• EXERCISE: Revise the records from their start through the line containing "[150,79,200,108]", putting "natural-language" wherever "free-text" occurs and leaving everything else unchanged.

• AVAILABLE DATA:
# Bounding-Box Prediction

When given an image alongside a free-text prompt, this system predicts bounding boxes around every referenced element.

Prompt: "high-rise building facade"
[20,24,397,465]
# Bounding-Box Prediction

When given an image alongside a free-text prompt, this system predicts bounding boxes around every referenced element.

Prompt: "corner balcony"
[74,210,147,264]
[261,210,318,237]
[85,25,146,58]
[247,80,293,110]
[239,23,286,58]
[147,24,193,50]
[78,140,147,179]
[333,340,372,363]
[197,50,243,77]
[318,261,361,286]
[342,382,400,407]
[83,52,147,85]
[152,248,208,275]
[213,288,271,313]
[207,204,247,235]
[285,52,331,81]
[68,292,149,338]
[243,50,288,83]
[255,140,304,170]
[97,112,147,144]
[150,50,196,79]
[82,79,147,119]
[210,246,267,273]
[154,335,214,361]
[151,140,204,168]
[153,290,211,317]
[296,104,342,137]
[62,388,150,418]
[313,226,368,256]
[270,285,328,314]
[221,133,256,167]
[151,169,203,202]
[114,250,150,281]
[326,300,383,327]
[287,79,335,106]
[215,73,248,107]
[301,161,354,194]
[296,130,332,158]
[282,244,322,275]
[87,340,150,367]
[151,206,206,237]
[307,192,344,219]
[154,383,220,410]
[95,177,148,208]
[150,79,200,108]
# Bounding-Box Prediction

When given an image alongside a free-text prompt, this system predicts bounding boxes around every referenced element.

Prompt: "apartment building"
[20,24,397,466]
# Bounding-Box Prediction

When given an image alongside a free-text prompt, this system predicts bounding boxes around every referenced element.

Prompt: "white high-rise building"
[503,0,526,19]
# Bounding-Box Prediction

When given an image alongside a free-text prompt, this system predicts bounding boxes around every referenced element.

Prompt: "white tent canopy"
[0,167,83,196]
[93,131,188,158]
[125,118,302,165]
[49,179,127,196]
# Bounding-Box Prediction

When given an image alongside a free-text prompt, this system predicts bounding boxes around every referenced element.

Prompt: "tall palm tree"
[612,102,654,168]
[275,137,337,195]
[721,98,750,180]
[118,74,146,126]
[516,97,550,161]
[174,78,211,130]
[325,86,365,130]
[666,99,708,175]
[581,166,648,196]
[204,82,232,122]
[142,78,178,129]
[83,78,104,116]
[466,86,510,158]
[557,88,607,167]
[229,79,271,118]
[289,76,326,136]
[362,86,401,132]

• WRITTEN SOLUTION:
# Bounding-Box Prediction

When given an image alongside a natural-language prompt, this system predicts bounding boxes around every referenced element.

Prompt: "high-rise building facade"
[20,24,397,465]
# Bounding-Box Prediction

When given an image alongside a natural-language prompt, this system predicts bounding boxes around every referenced element.

Prompt: "corner balcony"
[74,210,147,264]
[261,210,318,237]
[85,25,146,58]
[247,80,293,110]
[239,23,286,58]
[147,24,193,50]
[78,140,147,179]
[333,340,372,363]
[197,50,243,77]
[318,261,361,286]
[342,382,400,407]
[83,52,147,85]
[152,248,208,275]
[213,288,271,313]
[207,204,247,235]
[285,52,331,81]
[68,292,149,338]
[243,50,288,83]
[255,140,304,170]
[97,112,147,144]
[150,50,196,79]
[82,79,147,119]
[210,246,267,273]
[154,335,214,361]
[151,140,204,168]
[153,290,211,317]
[296,104,342,137]
[62,388,150,418]
[313,226,368,256]
[270,285,328,314]
[221,133,256,167]
[151,169,203,202]
[114,250,150,281]
[326,300,383,327]
[287,79,335,106]
[215,73,248,107]
[301,161,354,194]
[296,130,332,158]
[282,244,322,275]
[87,340,150,367]
[151,206,206,237]
[307,192,344,219]
[154,383,220,410]
[95,177,148,208]
[150,79,200,108]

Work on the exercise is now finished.